- **Directions**: The output consists only of the lines from the one with "Please identify the hazy" through the end of the records, each printed exactly, and contains no pictures.

- **Given records**:
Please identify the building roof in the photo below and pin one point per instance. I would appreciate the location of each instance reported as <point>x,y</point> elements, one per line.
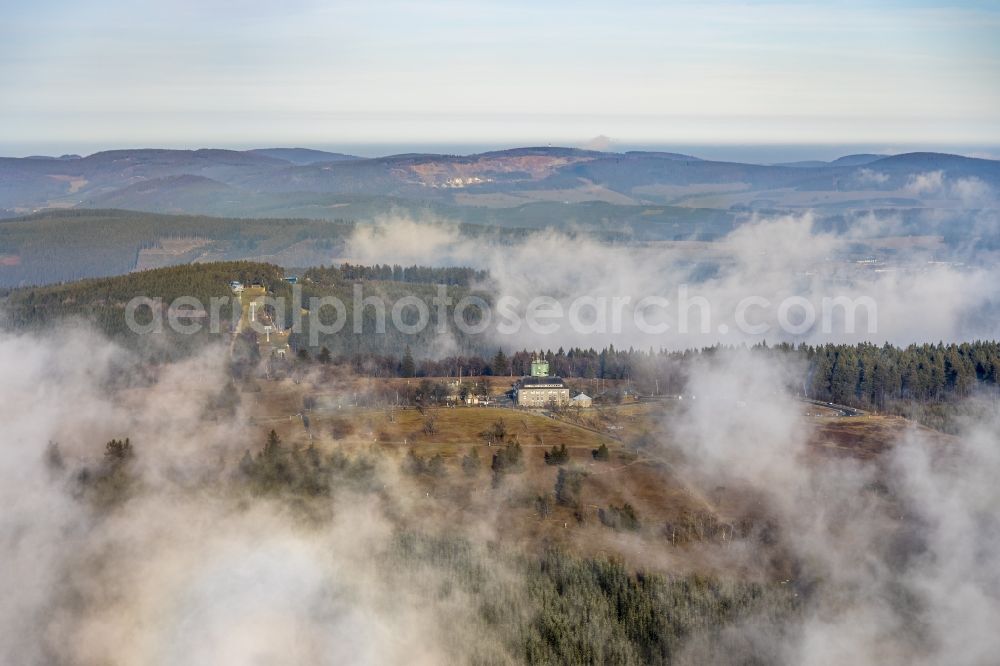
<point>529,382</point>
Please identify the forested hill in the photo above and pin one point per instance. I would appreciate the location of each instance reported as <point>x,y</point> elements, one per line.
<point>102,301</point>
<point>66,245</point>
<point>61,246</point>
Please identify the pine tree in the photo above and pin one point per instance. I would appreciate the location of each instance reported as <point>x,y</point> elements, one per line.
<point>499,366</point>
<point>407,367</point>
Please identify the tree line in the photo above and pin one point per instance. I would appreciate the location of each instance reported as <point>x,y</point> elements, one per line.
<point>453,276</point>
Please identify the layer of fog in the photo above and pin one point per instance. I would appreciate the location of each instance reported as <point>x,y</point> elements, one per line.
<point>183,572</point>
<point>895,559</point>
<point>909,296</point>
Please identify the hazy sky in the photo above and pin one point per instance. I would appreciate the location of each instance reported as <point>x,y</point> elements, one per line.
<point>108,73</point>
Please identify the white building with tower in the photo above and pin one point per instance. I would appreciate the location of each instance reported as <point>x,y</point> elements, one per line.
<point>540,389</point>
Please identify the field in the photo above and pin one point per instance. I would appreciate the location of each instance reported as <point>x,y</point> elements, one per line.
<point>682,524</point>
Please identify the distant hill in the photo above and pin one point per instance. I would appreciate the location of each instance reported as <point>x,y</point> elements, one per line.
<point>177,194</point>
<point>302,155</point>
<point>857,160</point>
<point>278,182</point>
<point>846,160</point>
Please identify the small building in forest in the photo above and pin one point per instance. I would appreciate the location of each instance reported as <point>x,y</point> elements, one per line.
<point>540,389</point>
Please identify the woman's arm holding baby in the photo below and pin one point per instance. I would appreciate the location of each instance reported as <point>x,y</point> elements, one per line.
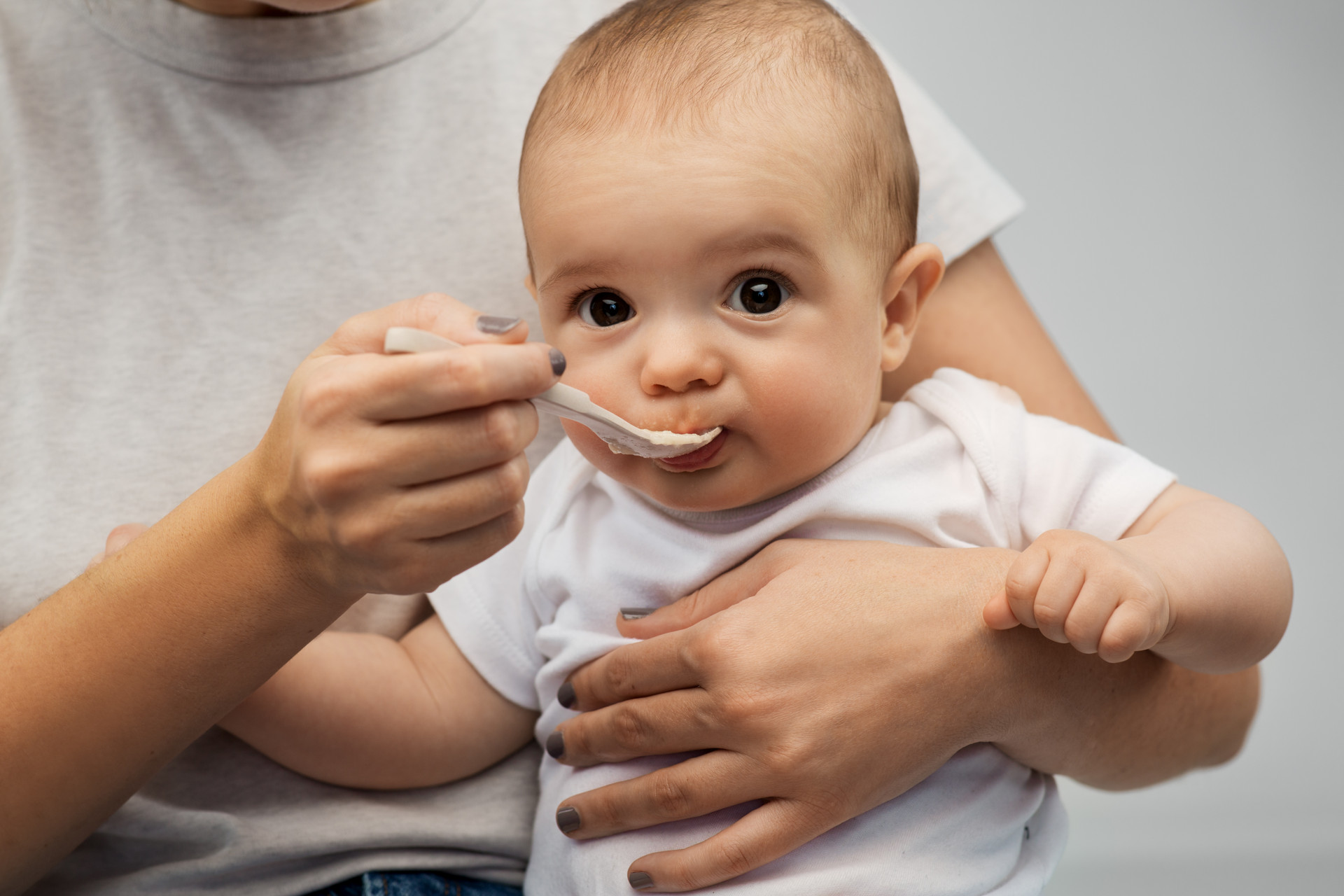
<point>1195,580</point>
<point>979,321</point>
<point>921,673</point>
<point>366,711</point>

- **Solution to the exercise**:
Please identify the hazy sky in the photo above and pin one point per instance. I would appreciate the location of each instance reported as <point>x,y</point> elements, one per line.
<point>108,73</point>
Please identify the white building with tower in the photo above and pin one point per instance. I would appreciate the location of each instance reported as <point>x,y</point> elements, one per line.
<point>540,389</point>
Please identify the field in the photo above and pin one point per instance. I would appreciate the location of each instance reported as <point>x,y</point> elements, one per line.
<point>682,524</point>
Please identify the distant hill in the photo above and pin one point per instance. I would appreciate the location of each instance reported as <point>x,y</point> elements, one per line.
<point>177,194</point>
<point>302,155</point>
<point>857,160</point>
<point>278,182</point>
<point>846,160</point>
Please identify the small building in forest in the photo above and pin one point per instance. I would appreciate the location of each instance reported as <point>x,y</point> elements, one per line.
<point>540,389</point>
Please identify the woman's arm holding baby in the photo below and pin one point per instance. I would appreciate the location of each instance reported as <point>x,y</point> elements, one per line.
<point>1195,580</point>
<point>979,321</point>
<point>921,673</point>
<point>366,711</point>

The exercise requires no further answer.